[SUPPLIED DATA Boundary: Start]
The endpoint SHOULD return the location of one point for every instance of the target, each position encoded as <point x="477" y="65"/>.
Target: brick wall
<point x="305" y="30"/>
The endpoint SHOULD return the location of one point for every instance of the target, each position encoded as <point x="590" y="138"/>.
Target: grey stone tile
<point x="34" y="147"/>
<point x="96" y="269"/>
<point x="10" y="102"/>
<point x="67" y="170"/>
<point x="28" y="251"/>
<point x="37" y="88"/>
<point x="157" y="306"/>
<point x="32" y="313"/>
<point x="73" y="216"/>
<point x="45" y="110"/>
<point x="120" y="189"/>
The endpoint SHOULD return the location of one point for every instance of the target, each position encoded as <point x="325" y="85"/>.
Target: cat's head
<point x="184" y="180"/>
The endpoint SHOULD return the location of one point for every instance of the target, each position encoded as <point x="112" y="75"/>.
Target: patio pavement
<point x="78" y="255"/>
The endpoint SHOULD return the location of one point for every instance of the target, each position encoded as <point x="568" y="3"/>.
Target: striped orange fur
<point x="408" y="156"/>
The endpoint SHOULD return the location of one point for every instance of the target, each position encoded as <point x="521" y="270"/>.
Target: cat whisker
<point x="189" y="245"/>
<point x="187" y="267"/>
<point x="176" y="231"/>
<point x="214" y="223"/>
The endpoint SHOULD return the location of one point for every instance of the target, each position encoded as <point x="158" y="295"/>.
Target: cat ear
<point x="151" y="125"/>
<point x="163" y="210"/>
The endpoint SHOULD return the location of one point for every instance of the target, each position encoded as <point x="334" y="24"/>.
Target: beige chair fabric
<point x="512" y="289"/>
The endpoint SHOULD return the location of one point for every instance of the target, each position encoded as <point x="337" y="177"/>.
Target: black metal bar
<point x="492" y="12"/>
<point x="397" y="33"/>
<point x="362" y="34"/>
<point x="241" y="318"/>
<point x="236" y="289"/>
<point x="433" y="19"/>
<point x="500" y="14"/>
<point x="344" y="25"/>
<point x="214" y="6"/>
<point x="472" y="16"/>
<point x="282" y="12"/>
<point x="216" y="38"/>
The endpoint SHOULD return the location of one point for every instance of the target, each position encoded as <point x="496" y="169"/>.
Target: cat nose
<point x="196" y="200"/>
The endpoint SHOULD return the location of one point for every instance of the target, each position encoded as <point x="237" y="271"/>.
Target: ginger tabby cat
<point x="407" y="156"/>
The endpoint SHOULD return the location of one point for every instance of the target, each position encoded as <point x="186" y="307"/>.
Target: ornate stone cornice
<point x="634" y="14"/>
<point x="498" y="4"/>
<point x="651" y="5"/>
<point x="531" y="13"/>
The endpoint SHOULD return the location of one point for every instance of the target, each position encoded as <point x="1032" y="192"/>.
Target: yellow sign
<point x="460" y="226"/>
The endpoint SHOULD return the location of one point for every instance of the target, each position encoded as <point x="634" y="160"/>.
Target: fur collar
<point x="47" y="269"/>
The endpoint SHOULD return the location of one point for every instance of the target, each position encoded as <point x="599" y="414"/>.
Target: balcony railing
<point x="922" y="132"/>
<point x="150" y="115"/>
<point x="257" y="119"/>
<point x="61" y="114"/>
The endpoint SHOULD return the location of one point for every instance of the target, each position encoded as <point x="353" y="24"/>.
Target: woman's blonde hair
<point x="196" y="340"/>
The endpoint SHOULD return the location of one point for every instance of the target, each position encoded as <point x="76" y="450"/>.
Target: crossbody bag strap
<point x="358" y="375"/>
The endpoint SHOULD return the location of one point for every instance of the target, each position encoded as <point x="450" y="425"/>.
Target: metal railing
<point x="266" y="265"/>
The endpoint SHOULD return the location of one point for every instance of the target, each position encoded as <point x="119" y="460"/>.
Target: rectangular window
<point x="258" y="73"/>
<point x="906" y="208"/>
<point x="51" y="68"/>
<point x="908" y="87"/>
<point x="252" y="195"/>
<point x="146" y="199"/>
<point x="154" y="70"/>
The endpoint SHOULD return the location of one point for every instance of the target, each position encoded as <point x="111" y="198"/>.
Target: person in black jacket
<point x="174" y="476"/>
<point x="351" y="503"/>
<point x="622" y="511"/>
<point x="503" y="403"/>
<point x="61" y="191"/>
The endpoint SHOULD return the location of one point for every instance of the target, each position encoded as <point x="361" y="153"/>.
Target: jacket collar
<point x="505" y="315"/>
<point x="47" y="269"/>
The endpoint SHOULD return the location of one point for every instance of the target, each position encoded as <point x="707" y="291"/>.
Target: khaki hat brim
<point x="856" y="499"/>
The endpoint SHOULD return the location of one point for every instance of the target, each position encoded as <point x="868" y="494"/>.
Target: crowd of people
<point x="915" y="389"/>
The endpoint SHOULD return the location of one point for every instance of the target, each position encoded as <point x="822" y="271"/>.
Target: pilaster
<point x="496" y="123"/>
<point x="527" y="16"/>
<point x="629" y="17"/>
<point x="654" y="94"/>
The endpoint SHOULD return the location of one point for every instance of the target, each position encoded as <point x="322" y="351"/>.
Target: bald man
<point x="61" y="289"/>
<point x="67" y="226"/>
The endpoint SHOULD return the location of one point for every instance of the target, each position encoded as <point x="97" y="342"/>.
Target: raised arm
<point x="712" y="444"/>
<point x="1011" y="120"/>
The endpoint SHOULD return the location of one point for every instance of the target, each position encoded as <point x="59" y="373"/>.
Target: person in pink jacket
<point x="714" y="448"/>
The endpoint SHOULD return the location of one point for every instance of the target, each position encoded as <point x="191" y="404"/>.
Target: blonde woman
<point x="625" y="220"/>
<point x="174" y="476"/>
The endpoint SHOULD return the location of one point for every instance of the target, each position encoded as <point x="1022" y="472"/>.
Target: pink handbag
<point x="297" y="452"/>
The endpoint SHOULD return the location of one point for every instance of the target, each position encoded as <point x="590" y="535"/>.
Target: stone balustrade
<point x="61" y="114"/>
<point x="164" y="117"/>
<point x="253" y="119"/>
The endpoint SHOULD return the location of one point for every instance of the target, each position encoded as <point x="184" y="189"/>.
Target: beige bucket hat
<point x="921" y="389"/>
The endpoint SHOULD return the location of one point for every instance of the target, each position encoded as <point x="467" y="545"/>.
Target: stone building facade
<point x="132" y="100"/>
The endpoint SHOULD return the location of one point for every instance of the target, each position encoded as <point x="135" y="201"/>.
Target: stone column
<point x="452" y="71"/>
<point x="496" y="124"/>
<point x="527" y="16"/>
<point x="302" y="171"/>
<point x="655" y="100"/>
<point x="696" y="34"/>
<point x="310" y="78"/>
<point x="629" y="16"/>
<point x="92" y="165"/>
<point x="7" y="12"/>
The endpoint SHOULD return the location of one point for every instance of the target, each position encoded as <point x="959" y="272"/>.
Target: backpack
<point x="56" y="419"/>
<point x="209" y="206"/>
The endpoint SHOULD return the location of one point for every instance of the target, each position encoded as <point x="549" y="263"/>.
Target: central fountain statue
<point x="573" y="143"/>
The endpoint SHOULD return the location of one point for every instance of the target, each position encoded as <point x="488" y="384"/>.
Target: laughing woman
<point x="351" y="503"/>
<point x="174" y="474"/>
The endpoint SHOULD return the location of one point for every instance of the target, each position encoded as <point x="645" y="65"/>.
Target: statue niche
[SUPPLIED DATA Boundary: End]
Give every line of the material again, exactly.

• **SOLUTION BELOW**:
The endpoint SHOULD return the location of one point for every instance of the target, each position encoded as <point x="477" y="65"/>.
Target: brick wall
<point x="305" y="30"/>
The endpoint SHOULD return the location of one point for every instance of the target, each position encoded as <point x="590" y="138"/>.
Target: grey stone tile
<point x="34" y="147"/>
<point x="96" y="269"/>
<point x="10" y="102"/>
<point x="67" y="170"/>
<point x="28" y="251"/>
<point x="37" y="88"/>
<point x="157" y="306"/>
<point x="32" y="313"/>
<point x="73" y="216"/>
<point x="45" y="110"/>
<point x="120" y="189"/>
The endpoint SHOULD return the location of one point for every instance of the target, each position encoded as <point x="325" y="85"/>.
Target: cat's head
<point x="184" y="180"/>
The endpoint SHOULD return the location of one point for every instance of the target, each position encoded as <point x="112" y="75"/>.
Target: patio pavement
<point x="78" y="255"/>
The endpoint SHOULD return the location of one point for every instance of the target, each position encoded as <point x="568" y="3"/>.
Target: striped orange fur
<point x="408" y="156"/>
The endpoint SHOULD return the location of one point for every instance of the target, each position encoded as <point x="521" y="270"/>.
Target: cat whisker
<point x="189" y="245"/>
<point x="187" y="267"/>
<point x="176" y="231"/>
<point x="214" y="223"/>
The endpoint SHOULD return the location of one point for every instance of the target, each position encoded as <point x="158" y="295"/>.
Target: cat ear
<point x="151" y="125"/>
<point x="163" y="210"/>
The endpoint SHOULD return the location of one point for every instance of the target, each position encoded as <point x="334" y="24"/>.
Target: beige chair fabric
<point x="512" y="289"/>
The endpoint SHOULD return the location of one point for every instance of the target, each position encoded as <point x="337" y="177"/>.
Target: black metal bar
<point x="492" y="12"/>
<point x="397" y="33"/>
<point x="362" y="34"/>
<point x="241" y="318"/>
<point x="236" y="289"/>
<point x="433" y="19"/>
<point x="500" y="14"/>
<point x="344" y="25"/>
<point x="214" y="6"/>
<point x="472" y="16"/>
<point x="282" y="12"/>
<point x="216" y="38"/>
The endpoint SHOULD return the location of one point for every instance of the target, each position encoded as <point x="496" y="169"/>.
Target: cat nose
<point x="196" y="200"/>
The endpoint SHOULD return the location of one point for every instance of the target, each position encoded as <point x="237" y="271"/>.
Target: ginger tabby cat
<point x="407" y="156"/>
The endpoint SHOULD return the location of one point for every instance of the target, each position encoded as <point x="186" y="307"/>.
Target: ornate stone cornice
<point x="634" y="14"/>
<point x="498" y="4"/>
<point x="651" y="5"/>
<point x="531" y="13"/>
The endpoint SHOULD return the location of one point for every instance of the target, each position encoded as <point x="1032" y="192"/>.
Target: yellow sign
<point x="460" y="226"/>
The endpoint SHOULD return the location of one point for every instance of the target, each position encoded as <point x="634" y="160"/>.
Target: fur collar
<point x="47" y="269"/>
The endpoint SHOULD return the location of one point for every instance of the target, each position encoded as <point x="599" y="414"/>.
Target: balcony railing
<point x="922" y="132"/>
<point x="150" y="115"/>
<point x="257" y="119"/>
<point x="61" y="114"/>
The endpoint SHOULD return the location of one point for every instance of the target, each position encoded as <point x="353" y="24"/>.
Target: woman's blonde hair
<point x="196" y="340"/>
The endpoint SHOULD return the location of one point for every instance of the target, each position encoded as <point x="76" y="450"/>.
Target: crossbody bag strap
<point x="358" y="375"/>
The endpoint SHOULD return the location of one point for every instance of the target, each position encoded as <point x="450" y="425"/>.
Target: metal railing
<point x="266" y="265"/>
The endpoint SHOULD return the location of one point for every instance of the target, each position encoded as <point x="119" y="460"/>.
Target: rectangular window
<point x="258" y="73"/>
<point x="906" y="208"/>
<point x="51" y="68"/>
<point x="908" y="87"/>
<point x="252" y="195"/>
<point x="146" y="199"/>
<point x="154" y="70"/>
The endpoint SHOULD return the location of one point for every instance of the target, each position encoded as <point x="111" y="198"/>.
Target: person in black jacket
<point x="174" y="476"/>
<point x="351" y="503"/>
<point x="622" y="511"/>
<point x="503" y="403"/>
<point x="61" y="191"/>
The endpoint SHOULD return the location of one point for every instance of the target, each position encoded as <point x="361" y="153"/>.
Target: jacket collar
<point x="505" y="315"/>
<point x="47" y="269"/>
The endpoint SHOULD return the location of one point for every instance of the target, each position encoded as <point x="707" y="291"/>.
Target: khaki hat brim
<point x="856" y="499"/>
The endpoint SHOULD return the location of one point for every instance of the target, each position encoded as <point x="868" y="494"/>.
Target: crowd of people
<point x="915" y="389"/>
The endpoint SHOULD return the location of one point for every instance of the target, each position encoded as <point x="822" y="271"/>.
Target: pilaster
<point x="496" y="123"/>
<point x="527" y="16"/>
<point x="629" y="17"/>
<point x="654" y="94"/>
The endpoint SHOULD return the location of one point for every instance of the target, each position encoded as <point x="322" y="351"/>.
Target: bald man
<point x="61" y="289"/>
<point x="67" y="226"/>
The endpoint SHOULD return the location of one point for every instance of the target, each position encoded as <point x="97" y="342"/>.
Target: raised arm
<point x="712" y="444"/>
<point x="1011" y="120"/>
The endpoint SHOULD return the location of one point for every instance of the target, each position encoded as <point x="59" y="373"/>.
Target: person in pink jacket
<point x="714" y="448"/>
The endpoint SHOULD return the location of one point for every instance of the target, each position encoded as <point x="191" y="404"/>.
Target: blonde woman
<point x="625" y="220"/>
<point x="174" y="476"/>
The endpoint SHOULD return the location of one point for every instance of the target, each position encoded as <point x="1022" y="472"/>.
Target: pink handbag
<point x="297" y="452"/>
The endpoint SHOULD return the location of one point for every instance of the target, each position encoded as <point x="590" y="535"/>.
Target: stone balustrade
<point x="61" y="114"/>
<point x="164" y="117"/>
<point x="253" y="119"/>
The endpoint SHOULD return the location of one point for every instance of the target, each position encoded as <point x="184" y="189"/>.
Target: beige bucket hat
<point x="921" y="389"/>
The endpoint SHOULD return the location of one point for every instance of the target, each position encoded as <point x="467" y="545"/>.
Target: stone building facade
<point x="132" y="100"/>
The endpoint SHOULD return the location of one point for every instance of the target, each position encoded as <point x="135" y="201"/>.
Target: stone column
<point x="452" y="71"/>
<point x="496" y="124"/>
<point x="527" y="16"/>
<point x="302" y="171"/>
<point x="655" y="100"/>
<point x="696" y="34"/>
<point x="310" y="78"/>
<point x="629" y="16"/>
<point x="92" y="165"/>
<point x="7" y="12"/>
The endpoint SHOULD return the location of one point for every instance of the target, each position encoded as <point x="959" y="272"/>.
Target: backpack
<point x="56" y="419"/>
<point x="209" y="206"/>
The endpoint SHOULD return the location of one point for every instance of the target, each position encoded as <point x="549" y="263"/>.
Target: central fountain statue
<point x="573" y="143"/>
The endpoint SHOULD return the location of one point for every instance of the target, each position encoded as <point x="488" y="384"/>.
Target: laughing woman
<point x="351" y="503"/>
<point x="174" y="474"/>
The endpoint SHOULD return the location of one point for every instance of the target, each position encoded as <point x="645" y="65"/>.
Target: statue niche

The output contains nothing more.